Records contained in a dataset:
↓

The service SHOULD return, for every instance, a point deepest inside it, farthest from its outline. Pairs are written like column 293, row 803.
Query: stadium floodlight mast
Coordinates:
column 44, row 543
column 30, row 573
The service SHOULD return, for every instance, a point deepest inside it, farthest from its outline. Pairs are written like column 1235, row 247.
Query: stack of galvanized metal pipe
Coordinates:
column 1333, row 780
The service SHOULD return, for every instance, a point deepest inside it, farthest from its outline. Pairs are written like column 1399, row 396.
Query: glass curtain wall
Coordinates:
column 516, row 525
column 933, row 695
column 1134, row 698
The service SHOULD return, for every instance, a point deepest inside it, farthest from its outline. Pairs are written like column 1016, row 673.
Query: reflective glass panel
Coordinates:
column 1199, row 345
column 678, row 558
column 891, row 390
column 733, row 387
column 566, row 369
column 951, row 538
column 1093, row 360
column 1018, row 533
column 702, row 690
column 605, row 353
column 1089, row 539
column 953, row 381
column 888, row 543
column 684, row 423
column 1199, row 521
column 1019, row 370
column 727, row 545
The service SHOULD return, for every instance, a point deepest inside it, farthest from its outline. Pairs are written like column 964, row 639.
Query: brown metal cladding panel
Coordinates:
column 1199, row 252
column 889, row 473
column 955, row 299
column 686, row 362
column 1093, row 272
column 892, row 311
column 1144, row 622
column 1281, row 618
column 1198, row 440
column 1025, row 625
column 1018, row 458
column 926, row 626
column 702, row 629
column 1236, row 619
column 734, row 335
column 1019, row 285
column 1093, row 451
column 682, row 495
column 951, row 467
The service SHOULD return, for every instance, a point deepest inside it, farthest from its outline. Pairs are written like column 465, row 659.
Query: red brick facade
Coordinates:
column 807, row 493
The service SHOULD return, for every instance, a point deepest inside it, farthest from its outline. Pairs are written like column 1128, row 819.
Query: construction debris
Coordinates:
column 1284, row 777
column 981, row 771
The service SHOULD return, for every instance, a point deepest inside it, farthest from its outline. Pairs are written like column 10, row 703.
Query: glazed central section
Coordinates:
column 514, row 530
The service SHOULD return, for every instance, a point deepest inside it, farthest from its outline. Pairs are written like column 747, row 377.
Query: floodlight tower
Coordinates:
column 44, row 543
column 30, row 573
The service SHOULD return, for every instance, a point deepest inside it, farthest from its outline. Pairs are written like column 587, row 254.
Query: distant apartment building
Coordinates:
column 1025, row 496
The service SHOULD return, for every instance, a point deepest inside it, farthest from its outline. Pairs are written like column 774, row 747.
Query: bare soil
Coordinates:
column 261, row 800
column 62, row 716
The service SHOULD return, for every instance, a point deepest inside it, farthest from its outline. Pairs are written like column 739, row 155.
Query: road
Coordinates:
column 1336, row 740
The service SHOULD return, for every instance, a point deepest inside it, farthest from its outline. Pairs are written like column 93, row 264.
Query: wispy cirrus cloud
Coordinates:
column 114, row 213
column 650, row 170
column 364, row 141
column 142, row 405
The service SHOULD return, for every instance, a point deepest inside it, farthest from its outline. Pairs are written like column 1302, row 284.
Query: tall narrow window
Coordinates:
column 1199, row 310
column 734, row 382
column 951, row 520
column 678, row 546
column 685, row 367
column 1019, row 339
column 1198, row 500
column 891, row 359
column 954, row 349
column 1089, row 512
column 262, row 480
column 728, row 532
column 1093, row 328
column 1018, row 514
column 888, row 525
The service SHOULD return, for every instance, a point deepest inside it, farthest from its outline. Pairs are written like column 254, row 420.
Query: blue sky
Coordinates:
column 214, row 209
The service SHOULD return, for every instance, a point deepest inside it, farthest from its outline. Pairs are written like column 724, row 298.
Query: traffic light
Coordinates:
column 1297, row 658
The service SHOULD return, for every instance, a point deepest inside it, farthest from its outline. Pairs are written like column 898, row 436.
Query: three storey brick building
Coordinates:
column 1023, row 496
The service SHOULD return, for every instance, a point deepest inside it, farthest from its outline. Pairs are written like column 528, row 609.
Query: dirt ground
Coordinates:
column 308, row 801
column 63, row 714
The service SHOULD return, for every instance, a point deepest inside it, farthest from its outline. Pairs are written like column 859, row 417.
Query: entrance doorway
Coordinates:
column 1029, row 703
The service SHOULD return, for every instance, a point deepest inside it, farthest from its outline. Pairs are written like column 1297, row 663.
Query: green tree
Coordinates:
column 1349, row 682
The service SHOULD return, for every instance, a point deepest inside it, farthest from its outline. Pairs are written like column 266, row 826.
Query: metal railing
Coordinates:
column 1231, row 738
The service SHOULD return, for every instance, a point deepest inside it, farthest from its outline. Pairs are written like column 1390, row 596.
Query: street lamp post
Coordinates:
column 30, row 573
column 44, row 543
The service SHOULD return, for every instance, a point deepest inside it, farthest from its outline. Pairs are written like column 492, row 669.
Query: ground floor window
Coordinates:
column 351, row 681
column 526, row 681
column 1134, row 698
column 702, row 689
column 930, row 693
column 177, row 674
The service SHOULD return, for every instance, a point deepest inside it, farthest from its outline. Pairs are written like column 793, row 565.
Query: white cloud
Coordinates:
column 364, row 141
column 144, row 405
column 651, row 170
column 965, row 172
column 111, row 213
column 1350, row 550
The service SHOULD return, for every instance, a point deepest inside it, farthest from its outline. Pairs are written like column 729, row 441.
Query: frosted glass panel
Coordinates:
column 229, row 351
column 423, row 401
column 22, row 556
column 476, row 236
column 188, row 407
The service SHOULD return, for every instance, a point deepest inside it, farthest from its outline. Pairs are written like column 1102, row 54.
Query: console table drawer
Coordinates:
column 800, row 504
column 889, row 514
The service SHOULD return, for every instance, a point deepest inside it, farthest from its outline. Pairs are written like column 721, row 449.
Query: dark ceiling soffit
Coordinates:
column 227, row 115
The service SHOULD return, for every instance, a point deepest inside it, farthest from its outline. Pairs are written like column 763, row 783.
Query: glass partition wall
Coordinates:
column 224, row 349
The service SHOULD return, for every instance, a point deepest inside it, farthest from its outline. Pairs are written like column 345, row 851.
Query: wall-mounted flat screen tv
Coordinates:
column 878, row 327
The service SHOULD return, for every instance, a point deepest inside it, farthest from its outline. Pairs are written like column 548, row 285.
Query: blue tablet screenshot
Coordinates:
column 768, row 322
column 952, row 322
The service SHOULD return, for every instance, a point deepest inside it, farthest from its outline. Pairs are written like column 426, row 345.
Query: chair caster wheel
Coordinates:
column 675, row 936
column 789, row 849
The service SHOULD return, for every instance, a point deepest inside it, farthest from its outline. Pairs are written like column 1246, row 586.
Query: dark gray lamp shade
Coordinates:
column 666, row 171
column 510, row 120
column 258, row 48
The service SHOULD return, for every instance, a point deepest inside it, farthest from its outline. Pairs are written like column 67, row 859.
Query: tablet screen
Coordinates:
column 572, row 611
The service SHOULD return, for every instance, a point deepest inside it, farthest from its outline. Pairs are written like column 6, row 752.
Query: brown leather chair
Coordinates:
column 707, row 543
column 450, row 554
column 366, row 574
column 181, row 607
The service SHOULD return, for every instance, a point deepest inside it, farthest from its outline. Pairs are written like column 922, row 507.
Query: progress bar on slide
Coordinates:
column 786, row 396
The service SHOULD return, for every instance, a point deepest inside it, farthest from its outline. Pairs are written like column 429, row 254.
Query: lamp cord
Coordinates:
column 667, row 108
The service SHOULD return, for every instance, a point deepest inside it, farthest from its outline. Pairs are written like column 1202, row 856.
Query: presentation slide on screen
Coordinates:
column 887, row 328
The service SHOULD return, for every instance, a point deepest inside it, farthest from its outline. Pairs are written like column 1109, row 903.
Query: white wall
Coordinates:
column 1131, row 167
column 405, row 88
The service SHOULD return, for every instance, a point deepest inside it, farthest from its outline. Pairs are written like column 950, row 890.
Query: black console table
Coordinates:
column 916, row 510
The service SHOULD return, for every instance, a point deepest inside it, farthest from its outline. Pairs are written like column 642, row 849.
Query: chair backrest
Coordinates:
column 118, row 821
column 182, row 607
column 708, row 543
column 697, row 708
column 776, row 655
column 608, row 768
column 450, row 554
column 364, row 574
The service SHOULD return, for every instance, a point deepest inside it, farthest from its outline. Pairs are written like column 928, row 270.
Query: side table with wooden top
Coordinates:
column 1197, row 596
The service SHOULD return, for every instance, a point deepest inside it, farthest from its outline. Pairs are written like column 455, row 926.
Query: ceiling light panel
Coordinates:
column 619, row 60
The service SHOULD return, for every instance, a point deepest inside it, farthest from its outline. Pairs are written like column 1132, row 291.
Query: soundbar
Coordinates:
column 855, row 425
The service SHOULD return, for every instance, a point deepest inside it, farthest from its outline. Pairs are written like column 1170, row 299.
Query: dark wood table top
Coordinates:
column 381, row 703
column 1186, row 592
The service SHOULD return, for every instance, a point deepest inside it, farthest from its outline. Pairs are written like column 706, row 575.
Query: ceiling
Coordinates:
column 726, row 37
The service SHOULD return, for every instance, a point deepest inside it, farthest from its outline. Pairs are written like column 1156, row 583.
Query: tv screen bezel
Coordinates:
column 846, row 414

↑

Requirements
Only the lines from the one containing "455, row 926." to the end of the records should be repeated, exactly as they appear.

Correct response
The service SHOULD return, for every instance, a point deepest inside it, farthest from its outline. Pairs are written like column 455, row 926.
Query: ceiling light panel
Coordinates:
column 619, row 60
The service SHOULD return, for every instance, a point deepest inside it, farthest from its outline. Pairs are written like column 1132, row 291.
Query: soundbar
Coordinates:
column 855, row 425
The service SHOULD return, for every instance, a point deepest inside it, farthest from its outline. Pairs are written like column 1170, row 299.
Query: dark wood table top
Coordinates:
column 381, row 703
column 1186, row 592
The service SHOULD return, for every instance, a point deepest inside it, farthest from its outline. Pairs are written like column 706, row 575.
Query: ceiling
Coordinates:
column 726, row 37
The service SHOULD return, for every instance, a point deepest inside it, farthest from its outline. Pairs are written like column 1156, row 583.
Query: tv screen bezel
Coordinates:
column 846, row 414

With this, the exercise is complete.